◆ **TASK DIRECTIONS**: Each line in the records that mentions the word "below" needs to be listed.

◆ **Items listed in a dataset**:
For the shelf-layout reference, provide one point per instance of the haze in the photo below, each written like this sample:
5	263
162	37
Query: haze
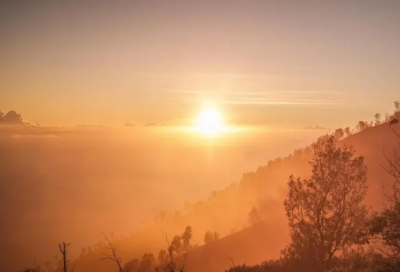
132	117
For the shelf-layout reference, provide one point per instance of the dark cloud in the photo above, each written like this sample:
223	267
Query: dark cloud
12	118
315	127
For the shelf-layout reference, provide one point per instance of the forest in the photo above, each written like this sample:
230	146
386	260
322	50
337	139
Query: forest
332	224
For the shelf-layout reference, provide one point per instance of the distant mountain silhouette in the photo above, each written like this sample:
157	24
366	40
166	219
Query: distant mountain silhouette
264	188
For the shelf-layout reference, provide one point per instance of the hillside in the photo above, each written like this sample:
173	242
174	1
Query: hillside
265	189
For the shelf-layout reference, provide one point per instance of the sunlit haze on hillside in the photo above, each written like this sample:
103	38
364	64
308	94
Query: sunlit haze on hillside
199	135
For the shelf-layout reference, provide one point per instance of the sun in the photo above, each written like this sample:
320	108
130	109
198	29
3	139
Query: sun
210	122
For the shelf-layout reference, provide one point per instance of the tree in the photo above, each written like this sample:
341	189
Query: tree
147	263
63	249
216	236
180	244
131	266
254	216
377	117
396	106
186	237
12	117
347	131
208	237
386	225
387	117
112	256
326	215
361	125
176	245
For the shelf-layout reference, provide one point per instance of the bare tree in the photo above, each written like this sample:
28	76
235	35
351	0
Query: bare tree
385	226
326	215
396	106
63	249
377	117
112	255
174	251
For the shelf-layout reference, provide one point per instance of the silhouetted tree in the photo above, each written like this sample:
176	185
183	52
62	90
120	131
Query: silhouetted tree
163	258
339	133
167	259
147	263
208	237
12	117
387	117
63	249
326	214
112	255
176	245
347	131
386	225
396	106
254	216
361	125
131	266
186	237
377	117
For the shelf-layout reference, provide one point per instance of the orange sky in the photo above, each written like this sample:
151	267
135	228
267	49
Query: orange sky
262	62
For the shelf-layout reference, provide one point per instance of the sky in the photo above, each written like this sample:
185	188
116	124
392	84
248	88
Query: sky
292	63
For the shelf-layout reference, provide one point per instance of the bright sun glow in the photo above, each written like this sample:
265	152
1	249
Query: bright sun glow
210	122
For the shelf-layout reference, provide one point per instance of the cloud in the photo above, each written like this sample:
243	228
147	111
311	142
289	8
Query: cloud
11	118
316	127
128	125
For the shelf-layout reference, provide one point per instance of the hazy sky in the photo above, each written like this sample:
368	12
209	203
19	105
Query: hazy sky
263	62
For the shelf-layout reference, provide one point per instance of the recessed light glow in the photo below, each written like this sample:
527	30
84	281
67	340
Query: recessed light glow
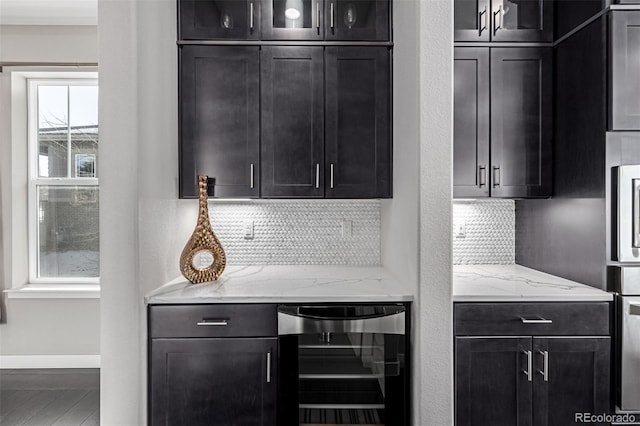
292	13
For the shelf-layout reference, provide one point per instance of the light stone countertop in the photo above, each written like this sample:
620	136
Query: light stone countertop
287	284
515	283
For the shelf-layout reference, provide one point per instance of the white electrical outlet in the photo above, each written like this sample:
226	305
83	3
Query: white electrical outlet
460	228
248	229
347	228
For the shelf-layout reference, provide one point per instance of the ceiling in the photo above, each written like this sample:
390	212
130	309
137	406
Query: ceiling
48	12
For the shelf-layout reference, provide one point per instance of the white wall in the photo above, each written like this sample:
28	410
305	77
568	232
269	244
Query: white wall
436	153
35	326
44	43
144	225
416	238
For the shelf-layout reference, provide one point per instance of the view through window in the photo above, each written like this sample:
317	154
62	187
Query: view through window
63	145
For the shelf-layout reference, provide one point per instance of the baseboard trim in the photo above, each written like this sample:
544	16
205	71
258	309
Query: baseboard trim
49	361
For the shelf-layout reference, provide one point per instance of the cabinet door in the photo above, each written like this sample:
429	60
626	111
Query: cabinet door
219	119
574	379
522	20
472	20
222	382
521	122
219	19
471	122
292	121
625	70
492	387
293	20
357	20
358	122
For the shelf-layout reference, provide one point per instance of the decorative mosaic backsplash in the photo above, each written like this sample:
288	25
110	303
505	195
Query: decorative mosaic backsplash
305	232
484	232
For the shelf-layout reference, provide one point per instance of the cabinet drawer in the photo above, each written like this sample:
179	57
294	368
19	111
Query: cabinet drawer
228	320
532	319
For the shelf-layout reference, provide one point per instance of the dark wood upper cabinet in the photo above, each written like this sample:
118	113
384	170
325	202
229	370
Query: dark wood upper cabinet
293	20
358	128
503	20
361	20
491	387
521	122
503	122
471	20
292	112
357	20
625	69
471	122
219	19
220	120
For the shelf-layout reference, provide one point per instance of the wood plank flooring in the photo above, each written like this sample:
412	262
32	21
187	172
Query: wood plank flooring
61	397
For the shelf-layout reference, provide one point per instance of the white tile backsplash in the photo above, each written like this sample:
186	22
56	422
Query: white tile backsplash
300	232
489	232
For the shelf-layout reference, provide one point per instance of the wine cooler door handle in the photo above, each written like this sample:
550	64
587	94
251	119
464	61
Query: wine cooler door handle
293	324
635	214
268	367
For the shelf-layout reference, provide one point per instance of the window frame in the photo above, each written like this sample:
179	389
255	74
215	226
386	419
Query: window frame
34	181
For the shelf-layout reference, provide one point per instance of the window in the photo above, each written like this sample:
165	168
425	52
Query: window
63	181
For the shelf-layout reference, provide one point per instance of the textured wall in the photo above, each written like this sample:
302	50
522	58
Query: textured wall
307	232
489	232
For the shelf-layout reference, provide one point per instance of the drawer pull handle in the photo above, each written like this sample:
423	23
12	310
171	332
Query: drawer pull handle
216	322
537	320
545	365
268	367
529	365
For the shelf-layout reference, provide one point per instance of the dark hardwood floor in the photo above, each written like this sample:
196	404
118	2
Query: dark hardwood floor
61	397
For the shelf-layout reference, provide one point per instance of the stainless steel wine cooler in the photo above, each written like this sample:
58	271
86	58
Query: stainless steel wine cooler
343	365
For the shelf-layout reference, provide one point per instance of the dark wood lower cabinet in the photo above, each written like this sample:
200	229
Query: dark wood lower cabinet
491	388
577	379
538	381
213	381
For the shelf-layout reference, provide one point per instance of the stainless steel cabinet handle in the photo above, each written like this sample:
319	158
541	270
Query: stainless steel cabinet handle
497	16
538	320
331	176
529	365
496	176
636	213
482	176
268	367
545	365
213	322
331	15
482	21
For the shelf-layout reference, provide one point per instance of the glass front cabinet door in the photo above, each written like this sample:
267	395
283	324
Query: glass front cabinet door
219	19
357	20
503	20
363	20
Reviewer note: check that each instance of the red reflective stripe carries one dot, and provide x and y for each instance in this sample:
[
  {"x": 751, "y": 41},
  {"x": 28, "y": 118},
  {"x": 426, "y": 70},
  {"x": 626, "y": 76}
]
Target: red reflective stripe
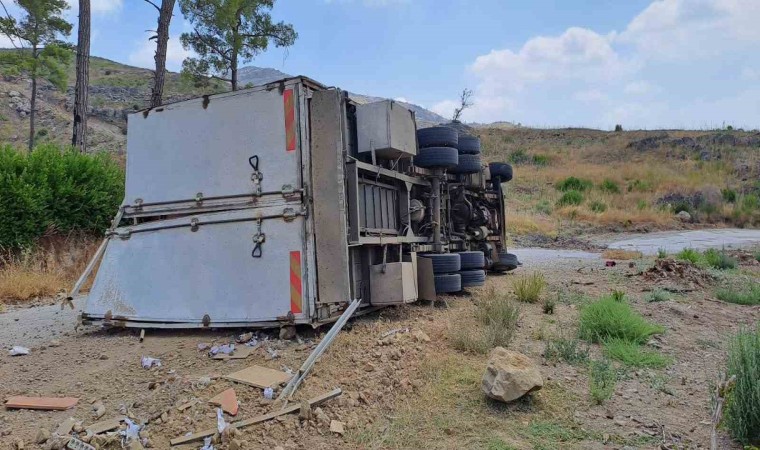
[
  {"x": 290, "y": 120},
  {"x": 296, "y": 291}
]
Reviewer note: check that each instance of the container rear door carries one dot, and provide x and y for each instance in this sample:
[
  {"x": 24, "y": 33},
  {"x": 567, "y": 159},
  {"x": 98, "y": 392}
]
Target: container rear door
[
  {"x": 174, "y": 274},
  {"x": 205, "y": 146}
]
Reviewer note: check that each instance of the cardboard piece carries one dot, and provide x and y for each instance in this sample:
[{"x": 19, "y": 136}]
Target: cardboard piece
[
  {"x": 227, "y": 400},
  {"x": 260, "y": 377},
  {"x": 45, "y": 403}
]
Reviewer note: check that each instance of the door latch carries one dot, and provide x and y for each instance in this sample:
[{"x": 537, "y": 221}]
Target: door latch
[
  {"x": 256, "y": 176},
  {"x": 258, "y": 241}
]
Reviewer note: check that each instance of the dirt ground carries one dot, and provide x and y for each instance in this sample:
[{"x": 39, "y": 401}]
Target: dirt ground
[{"x": 405, "y": 391}]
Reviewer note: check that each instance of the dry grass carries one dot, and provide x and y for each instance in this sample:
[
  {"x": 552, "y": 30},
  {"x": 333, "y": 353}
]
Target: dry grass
[
  {"x": 621, "y": 255},
  {"x": 48, "y": 269}
]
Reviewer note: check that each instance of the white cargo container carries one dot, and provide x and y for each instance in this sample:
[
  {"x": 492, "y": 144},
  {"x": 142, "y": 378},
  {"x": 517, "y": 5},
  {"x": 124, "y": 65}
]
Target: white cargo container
[{"x": 257, "y": 208}]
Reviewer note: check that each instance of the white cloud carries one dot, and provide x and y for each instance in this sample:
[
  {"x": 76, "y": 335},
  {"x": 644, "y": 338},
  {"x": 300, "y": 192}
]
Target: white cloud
[
  {"x": 697, "y": 56},
  {"x": 145, "y": 51}
]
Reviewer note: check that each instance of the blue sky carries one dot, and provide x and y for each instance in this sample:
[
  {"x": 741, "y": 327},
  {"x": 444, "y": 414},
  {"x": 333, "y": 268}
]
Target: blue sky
[{"x": 640, "y": 63}]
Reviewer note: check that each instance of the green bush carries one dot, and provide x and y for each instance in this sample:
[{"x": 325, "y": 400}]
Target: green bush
[
  {"x": 742, "y": 408},
  {"x": 601, "y": 379},
  {"x": 55, "y": 190},
  {"x": 607, "y": 318},
  {"x": 609, "y": 186},
  {"x": 719, "y": 259},
  {"x": 749, "y": 295},
  {"x": 570, "y": 198},
  {"x": 597, "y": 206},
  {"x": 632, "y": 355},
  {"x": 574, "y": 184},
  {"x": 689, "y": 254}
]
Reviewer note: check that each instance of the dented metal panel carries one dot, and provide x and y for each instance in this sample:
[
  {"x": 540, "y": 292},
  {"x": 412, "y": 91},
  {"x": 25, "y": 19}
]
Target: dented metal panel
[
  {"x": 235, "y": 143},
  {"x": 206, "y": 274}
]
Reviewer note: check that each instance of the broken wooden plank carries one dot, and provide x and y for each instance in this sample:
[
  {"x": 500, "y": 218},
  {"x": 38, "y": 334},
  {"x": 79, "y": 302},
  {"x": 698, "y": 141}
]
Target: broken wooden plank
[
  {"x": 45, "y": 403},
  {"x": 258, "y": 376},
  {"x": 104, "y": 425},
  {"x": 258, "y": 419},
  {"x": 227, "y": 400}
]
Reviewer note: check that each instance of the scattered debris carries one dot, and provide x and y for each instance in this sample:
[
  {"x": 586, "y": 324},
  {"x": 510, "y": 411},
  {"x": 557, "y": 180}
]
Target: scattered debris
[
  {"x": 44, "y": 403},
  {"x": 17, "y": 350},
  {"x": 147, "y": 362},
  {"x": 103, "y": 426},
  {"x": 509, "y": 375},
  {"x": 227, "y": 400},
  {"x": 257, "y": 376},
  {"x": 337, "y": 427},
  {"x": 258, "y": 419}
]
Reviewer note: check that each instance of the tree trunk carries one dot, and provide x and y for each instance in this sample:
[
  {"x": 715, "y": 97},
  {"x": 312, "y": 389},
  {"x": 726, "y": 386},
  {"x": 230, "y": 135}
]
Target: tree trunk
[
  {"x": 162, "y": 41},
  {"x": 33, "y": 110},
  {"x": 79, "y": 138}
]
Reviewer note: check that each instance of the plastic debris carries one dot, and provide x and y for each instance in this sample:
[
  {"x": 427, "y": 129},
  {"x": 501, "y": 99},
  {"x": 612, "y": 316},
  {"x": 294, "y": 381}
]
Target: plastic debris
[
  {"x": 220, "y": 423},
  {"x": 19, "y": 351},
  {"x": 225, "y": 349},
  {"x": 207, "y": 444},
  {"x": 147, "y": 362}
]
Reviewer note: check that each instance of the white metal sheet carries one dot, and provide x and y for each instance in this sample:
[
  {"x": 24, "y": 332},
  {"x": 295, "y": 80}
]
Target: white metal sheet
[
  {"x": 203, "y": 146},
  {"x": 180, "y": 275}
]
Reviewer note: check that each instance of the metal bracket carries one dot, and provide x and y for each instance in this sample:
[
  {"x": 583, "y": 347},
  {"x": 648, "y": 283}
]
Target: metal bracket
[
  {"x": 256, "y": 176},
  {"x": 258, "y": 240}
]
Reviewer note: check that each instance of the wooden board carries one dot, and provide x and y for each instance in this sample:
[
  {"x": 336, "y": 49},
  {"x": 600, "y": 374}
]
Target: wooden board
[
  {"x": 46, "y": 403},
  {"x": 260, "y": 377},
  {"x": 258, "y": 419}
]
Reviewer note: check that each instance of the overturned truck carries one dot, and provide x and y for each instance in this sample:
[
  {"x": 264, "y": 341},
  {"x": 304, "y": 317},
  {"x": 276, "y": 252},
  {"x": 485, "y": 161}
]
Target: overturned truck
[{"x": 280, "y": 204}]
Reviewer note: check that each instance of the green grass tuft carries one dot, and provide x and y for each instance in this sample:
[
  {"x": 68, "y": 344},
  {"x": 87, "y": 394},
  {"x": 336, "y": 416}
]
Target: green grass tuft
[
  {"x": 749, "y": 295},
  {"x": 632, "y": 355},
  {"x": 570, "y": 198},
  {"x": 608, "y": 318},
  {"x": 742, "y": 409},
  {"x": 528, "y": 288}
]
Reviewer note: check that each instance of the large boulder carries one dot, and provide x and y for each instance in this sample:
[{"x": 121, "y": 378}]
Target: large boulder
[{"x": 510, "y": 375}]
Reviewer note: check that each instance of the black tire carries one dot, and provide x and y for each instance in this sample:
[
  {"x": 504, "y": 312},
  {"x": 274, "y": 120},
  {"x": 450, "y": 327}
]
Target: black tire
[
  {"x": 507, "y": 262},
  {"x": 467, "y": 164},
  {"x": 442, "y": 157},
  {"x": 472, "y": 260},
  {"x": 502, "y": 172},
  {"x": 473, "y": 278},
  {"x": 445, "y": 262},
  {"x": 437, "y": 137},
  {"x": 469, "y": 144},
  {"x": 448, "y": 282}
]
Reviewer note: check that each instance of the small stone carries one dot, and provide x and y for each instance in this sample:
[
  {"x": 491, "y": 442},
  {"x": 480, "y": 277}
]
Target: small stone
[
  {"x": 42, "y": 436},
  {"x": 337, "y": 427}
]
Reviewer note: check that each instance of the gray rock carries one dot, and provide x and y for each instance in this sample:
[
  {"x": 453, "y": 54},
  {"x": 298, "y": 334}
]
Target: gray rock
[{"x": 510, "y": 375}]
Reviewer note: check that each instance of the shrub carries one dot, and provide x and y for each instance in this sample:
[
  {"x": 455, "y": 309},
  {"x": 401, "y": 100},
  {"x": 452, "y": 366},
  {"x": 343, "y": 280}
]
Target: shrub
[
  {"x": 528, "y": 287},
  {"x": 597, "y": 207},
  {"x": 607, "y": 318},
  {"x": 632, "y": 355},
  {"x": 55, "y": 189},
  {"x": 688, "y": 254},
  {"x": 569, "y": 350},
  {"x": 719, "y": 259},
  {"x": 742, "y": 408},
  {"x": 602, "y": 379},
  {"x": 570, "y": 198},
  {"x": 574, "y": 184},
  {"x": 729, "y": 195},
  {"x": 749, "y": 295},
  {"x": 609, "y": 186}
]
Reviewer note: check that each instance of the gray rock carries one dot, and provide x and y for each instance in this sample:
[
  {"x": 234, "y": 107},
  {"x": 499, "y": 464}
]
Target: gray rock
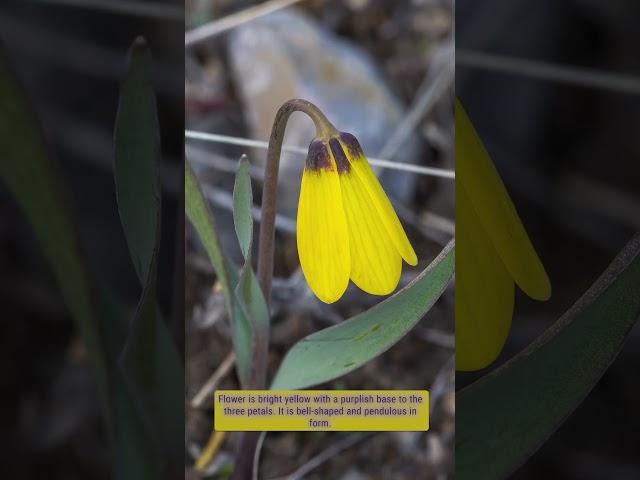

◆ **TASK RESPONSE**:
For the shelf-layout reference, provide one point per instance of the haze in the photo below, each written like this sample:
For the shelf-layout reference, provide one point per instance of the recessed light glow in the photo below, each written like this sample:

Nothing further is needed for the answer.